> **To do**
Could you restate the data word for word?
───── Task material ─────
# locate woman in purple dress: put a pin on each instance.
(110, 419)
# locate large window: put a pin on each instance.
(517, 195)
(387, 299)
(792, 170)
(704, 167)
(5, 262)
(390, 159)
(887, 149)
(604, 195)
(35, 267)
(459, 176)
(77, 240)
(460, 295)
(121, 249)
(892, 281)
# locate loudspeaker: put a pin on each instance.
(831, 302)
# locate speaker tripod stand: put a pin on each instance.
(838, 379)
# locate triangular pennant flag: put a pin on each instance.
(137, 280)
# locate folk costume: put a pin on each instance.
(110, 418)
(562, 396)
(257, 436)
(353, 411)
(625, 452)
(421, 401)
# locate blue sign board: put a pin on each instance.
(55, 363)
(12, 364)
─────
> **Written response**
# locate woman in purple dress: put a pin on each instance.
(110, 419)
# locate large window: put a pin on each instance.
(517, 195)
(387, 299)
(792, 170)
(704, 167)
(5, 262)
(390, 159)
(887, 149)
(604, 195)
(35, 267)
(459, 176)
(77, 240)
(460, 295)
(121, 249)
(892, 281)
# locate loudspeaker: put a pin on each instance.
(831, 302)
# locate speaker tripod stand: put a pin on each instance.
(838, 379)
# locate triangular pennant flag: put a pin on each instance.
(137, 280)
# locate folk costume: put a pin on each instance.
(110, 418)
(562, 396)
(257, 436)
(353, 411)
(625, 452)
(421, 401)
# locate blue sign board: put a pin on each instance.
(55, 363)
(12, 364)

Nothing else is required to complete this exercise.